### TEXT BLOCK

The Tompkinsville station is a Staten Island Railway station in the neighborhood of Tompkinsville, Staten Island, New York. It is located at Victory Boulevard and Bay Street on the railroad's main line. This is one of two stations on the line that require fare payment to enter or exit, the other being St. George.

History 
This station opened on July 31, 1884, with the extension of the SIRT from Vanderbilt's Landing (now Clifton) to Tompkinsville.

Station layout
The station is located at grade with an island platform and two tracks. All staircases go up to overpasses at both ends of the station.

Exits
The north entrance leads to Victory Boulevard, where an overpass leads west to Bay Street and east to Joseph H. Lyons Pool. There is a parking lot adjacent to the southbound track at Victory Boulevard. The south entrance leads to Hannah Street. There is a third track adjacent to the southbound track at the southern end of the station; it is part of the Tompkinsville Non-Revenue Repair Shop, which contains barns on both sides of the line and is south of this station. The shop was repaired in the 1990s, with the contract awarded in May 1994 for $1,969,777. As part of the project, a 4,000 square foot addition was made to the facility, the existing freight house was demolished, the interior of the shop building was renovated, and the area in front of the building was paved.

######
### AVAILABLE DATA

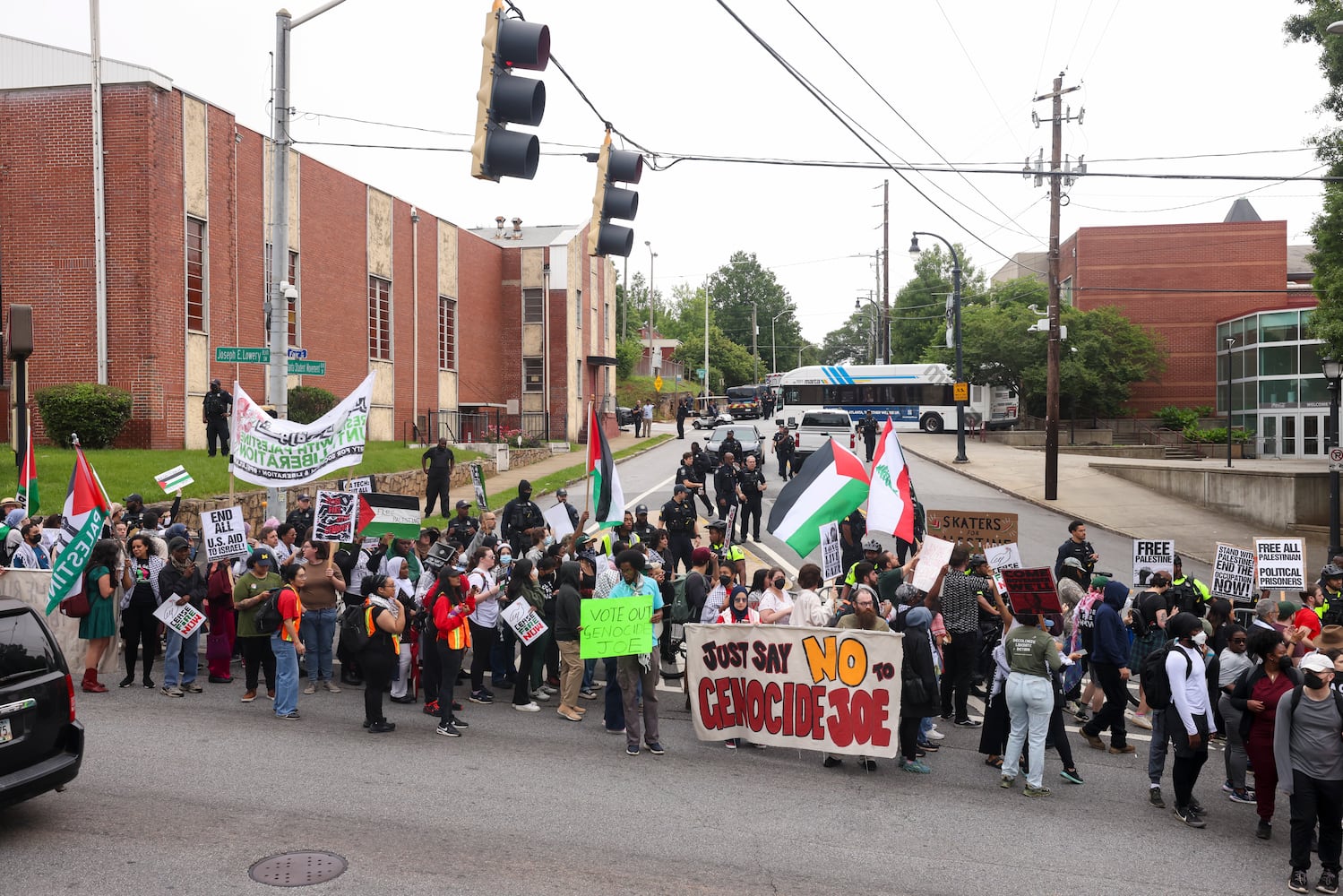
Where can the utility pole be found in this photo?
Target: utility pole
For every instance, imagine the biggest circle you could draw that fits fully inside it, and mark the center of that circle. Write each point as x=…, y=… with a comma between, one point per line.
x=885, y=271
x=1055, y=177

######

## [TASKS]
A – Can you repeat everything in the passage on the Tompkinsville station from "The Tompkinsville station" down to "of the station."?
B – Could you write out the listing again with "utility pole" swapped for "light pole", keeping everything else the same and leaving out the pictures?

## [SOLUTIONS FOR EACH TASK]
A –
The Tompkinsville station is a Staten Island Railway station in the neighborhood of Tompkinsville, Staten Island, New York. It is located at Victory Boulevard and Bay Street on the railroad's main line. This is one of two stations on the line that require fare payment to enter or exit, the other being St. George.

History 
This station opened on July 31, 1884, with the extension of the SIRT from Vanderbilt's Landing (now Clifton) to Tompkinsville.

Station layout
The station is located at grade with an island platform and two tracks. All staircases go up to overpasses at both ends of the station.

B –
Where can the light pole be found in this photo?
Target: light pole
For every instance, imagine the biggest circle you could draw that fits fully inside it, and mark the center of that circle. Write each point as x=…, y=… with a comma between, one point per line.
x=885, y=271
x=1055, y=177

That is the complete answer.